Bisogna dire, però, che in questo contesto storico-culturale lo Zappatore rappresenta una sorta di “eccezione” non solo rispetto ai temi tipici della sceneggiata (l’amore, l’onore, la gelosia, il tradimento, la malavita, ecc.), ma anche rispetto al classico “trìpode” dei protagonisti [isso (lui), essa (lei) e 'o malamente (il cattivo)].
Infatti, nel caso dello Zappatore, si ha un solo «protagonista» (il contadino) che, incontrastato, si rivolge all’«antagonista» (il figlio avvocato, che sta sempre nell’ombra e nel silenzio) e al «coro muto» degli orchestrali e dei partecipanti al ballo.
A tal riguardo, cominciamo col sottolineare che il protagonista non appartiene ad alcun ceto cittadino partenopeo, men che meno a quel basso ceto che talora scivola nel sottoproletariato urbano, ora volgare, ora cinico, ora fatalista, che avrebbe meritato la sprezzante qualifica di “canaglia” [la canaille] da parte di un Voltaire o di un Marx.
Il protagonista, infatti, è ben diverso. Egli vive e lavora nelle campagne napoletane, ma non è un piccolo proprietario, è soltanto un “proletario” della terra; insomma un “cafone”, anzi nu cafone 'e fora, come avrebbe detto l’abate Galiani.
Questo protagonista, che giganteggia per tutta la vicenda sia sul piano teatrale sia su quello morale, è un modesto lavoratore [fatecatore, faticatore] che, fra indicibili stenti e miseri risparmi, faticando e sudando giorno e notte, togliendosi il pane di bocca, riesce a fare studiare il proprio figlio sino a farlo diventare avvocato.
E qui appare inesorabile la dea Ingratitudine: il figlio avvocato, una volta trapiantato in città, una volta raggiunto il successo professionale, economico e sociale, non solo calpesta il debito di gratitudine verso i genitori, ma anzi li trascura sino al punto di non cercarli più neppure con una lettera.
Ma alziamo il sipario e facciamo entrare l’anziano protagonista:
Felicissima sera
A tutte 'sti signure 'ncruvattate
E a chesta cummitiva accussì allera
D'uommene scicche e ffemmene pittate!
Una sera, mentre nella casa di un affermato avvocato si fa festa, si balla e si sfoggia eleganza, irrompe un povero contadino. La sua età porta i segni del tempo e del lavoro duro e faticoso, ma il portamento non è affatto dimesso, bensì semplice e dignitoso, con quella solennità che è dato trovare nel contadino meridionale.
Il suo saluto amaro, “Felicissima sera”, non è rivolto singolarmente e direttamente al figlio ingrato, ma a tutta l’allegra e spensierata comitiva [cummitiva] composta da uomini eleganti e donne truccate [uommene scicche e ffemmene pittate]. Il figlio sta in mezzo al gruppo, ma non fiata, non si fa avanti, perché rimane sorpreso e vigliaccamente paralizzato. Ma anche per il cuore del padre, il figlio avvocato è soltanto un anonimo pezzetto di folla festante.

- _DATI_:
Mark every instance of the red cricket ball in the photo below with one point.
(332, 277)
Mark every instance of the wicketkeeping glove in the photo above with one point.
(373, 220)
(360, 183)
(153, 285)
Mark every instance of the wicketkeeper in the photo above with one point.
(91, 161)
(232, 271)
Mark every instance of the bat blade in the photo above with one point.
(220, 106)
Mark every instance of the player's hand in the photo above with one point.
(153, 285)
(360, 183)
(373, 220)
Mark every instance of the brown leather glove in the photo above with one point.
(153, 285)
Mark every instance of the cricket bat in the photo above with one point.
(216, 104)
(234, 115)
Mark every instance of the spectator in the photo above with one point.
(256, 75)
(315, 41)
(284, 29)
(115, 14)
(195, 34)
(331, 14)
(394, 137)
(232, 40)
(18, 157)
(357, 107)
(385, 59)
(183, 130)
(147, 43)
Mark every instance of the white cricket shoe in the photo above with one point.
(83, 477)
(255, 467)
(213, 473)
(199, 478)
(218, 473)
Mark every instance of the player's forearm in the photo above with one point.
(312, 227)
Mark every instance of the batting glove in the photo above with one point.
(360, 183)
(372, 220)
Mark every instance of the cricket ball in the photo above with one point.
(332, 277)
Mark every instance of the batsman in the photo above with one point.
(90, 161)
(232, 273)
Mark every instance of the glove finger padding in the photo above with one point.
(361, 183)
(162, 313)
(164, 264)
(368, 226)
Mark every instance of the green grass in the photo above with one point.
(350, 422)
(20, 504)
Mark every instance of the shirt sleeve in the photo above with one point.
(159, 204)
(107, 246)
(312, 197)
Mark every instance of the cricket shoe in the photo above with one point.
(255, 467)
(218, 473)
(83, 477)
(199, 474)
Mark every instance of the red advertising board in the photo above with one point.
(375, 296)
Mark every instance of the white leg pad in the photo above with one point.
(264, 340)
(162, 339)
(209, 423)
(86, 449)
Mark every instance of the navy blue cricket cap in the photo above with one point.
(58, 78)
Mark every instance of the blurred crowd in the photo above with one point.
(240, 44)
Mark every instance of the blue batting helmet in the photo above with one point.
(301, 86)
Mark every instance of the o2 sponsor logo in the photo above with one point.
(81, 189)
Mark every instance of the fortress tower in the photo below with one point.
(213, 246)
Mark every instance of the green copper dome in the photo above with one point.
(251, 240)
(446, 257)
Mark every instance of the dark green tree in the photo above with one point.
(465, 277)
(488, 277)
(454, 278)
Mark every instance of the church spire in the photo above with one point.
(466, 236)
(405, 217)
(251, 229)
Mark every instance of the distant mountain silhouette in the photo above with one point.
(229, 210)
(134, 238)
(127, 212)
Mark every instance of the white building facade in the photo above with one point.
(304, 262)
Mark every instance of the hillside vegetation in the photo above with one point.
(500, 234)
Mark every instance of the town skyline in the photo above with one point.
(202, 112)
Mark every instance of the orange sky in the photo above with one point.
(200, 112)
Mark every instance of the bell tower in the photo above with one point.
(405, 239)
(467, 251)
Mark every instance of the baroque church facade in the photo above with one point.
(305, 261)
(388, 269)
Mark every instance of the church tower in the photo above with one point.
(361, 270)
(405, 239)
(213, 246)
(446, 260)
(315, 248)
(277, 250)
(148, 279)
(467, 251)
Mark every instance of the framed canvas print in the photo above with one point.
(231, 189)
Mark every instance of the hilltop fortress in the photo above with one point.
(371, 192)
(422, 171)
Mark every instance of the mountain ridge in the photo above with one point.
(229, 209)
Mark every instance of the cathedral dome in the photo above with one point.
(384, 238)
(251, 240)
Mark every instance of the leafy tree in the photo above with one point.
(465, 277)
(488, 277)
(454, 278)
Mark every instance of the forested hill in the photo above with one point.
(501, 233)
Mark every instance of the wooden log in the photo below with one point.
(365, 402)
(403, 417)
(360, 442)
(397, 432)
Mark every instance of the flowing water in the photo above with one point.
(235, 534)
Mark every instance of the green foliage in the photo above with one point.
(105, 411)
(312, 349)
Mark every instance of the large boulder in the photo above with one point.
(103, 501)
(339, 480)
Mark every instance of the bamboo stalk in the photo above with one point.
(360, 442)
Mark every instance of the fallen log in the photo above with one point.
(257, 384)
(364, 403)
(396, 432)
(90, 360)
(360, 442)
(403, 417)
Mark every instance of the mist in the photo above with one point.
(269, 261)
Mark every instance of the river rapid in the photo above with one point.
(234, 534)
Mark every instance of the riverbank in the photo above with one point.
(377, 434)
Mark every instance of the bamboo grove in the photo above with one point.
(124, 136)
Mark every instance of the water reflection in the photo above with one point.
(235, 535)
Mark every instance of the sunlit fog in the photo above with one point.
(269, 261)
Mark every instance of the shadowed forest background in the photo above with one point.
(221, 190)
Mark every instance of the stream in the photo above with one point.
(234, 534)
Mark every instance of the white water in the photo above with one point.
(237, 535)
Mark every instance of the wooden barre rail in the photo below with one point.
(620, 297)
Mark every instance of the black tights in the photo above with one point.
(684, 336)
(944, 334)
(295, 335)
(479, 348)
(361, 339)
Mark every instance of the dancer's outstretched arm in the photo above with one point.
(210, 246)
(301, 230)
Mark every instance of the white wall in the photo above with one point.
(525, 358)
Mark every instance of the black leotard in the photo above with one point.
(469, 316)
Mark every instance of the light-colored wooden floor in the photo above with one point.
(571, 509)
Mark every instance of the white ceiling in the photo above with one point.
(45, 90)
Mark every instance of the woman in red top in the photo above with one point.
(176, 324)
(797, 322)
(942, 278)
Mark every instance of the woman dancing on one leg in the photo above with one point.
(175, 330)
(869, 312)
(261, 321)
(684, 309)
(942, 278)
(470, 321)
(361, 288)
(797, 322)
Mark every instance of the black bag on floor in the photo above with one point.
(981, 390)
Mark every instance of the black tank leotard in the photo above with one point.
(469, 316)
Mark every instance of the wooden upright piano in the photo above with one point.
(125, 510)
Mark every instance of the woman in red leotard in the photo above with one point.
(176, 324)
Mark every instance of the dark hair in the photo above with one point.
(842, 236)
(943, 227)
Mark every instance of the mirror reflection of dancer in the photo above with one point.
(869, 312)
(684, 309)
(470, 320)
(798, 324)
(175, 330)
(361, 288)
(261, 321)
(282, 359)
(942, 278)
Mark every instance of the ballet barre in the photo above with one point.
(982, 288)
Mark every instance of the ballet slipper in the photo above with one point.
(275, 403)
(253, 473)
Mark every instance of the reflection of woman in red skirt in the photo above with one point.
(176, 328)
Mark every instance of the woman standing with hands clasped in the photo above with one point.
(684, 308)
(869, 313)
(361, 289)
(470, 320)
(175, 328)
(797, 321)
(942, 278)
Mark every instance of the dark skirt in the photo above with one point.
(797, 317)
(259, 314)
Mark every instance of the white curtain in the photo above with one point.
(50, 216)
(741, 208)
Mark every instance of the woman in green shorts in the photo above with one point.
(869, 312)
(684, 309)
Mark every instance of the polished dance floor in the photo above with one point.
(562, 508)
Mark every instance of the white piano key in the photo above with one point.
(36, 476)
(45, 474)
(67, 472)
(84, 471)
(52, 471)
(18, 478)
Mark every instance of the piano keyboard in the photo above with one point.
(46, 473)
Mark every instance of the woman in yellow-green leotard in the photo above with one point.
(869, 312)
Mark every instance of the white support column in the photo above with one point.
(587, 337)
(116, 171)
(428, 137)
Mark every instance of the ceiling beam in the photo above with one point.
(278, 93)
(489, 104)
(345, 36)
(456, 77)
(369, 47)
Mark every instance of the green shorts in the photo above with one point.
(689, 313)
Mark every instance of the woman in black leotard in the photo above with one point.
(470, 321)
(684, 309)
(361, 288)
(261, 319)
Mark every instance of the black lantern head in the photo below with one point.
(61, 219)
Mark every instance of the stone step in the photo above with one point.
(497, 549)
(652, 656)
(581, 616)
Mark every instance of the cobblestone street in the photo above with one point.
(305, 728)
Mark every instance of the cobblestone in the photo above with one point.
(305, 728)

- _BREVE QUESITO 1_:
Spieghi in una a tre frasi perché, secondo il brano sullo Zappatore, il figlio avvocato non si fa avanti quando il padre entra alla festa.
- _BREVE QUESITO 2_:
Estragga dall'elenco ogni riga che contiene la parola "tower", distinguendo tra maiuscole e minuscole.
Il brano e l'elenco provengono da fonti distinte.

- _RISPOSTA CORRETTA 1_:
Il figlio non si fa avanti e non fiata perché rimane sorpreso e vigliaccamente paralizzato.

- _RISPOSTA CORRETTA 2_:
Mark every instance of the fortress tower in the photo below with one point.
Mark every instance of the bell tower in the photo above with one point.
Mark every instance of the church tower in the photo above with one point.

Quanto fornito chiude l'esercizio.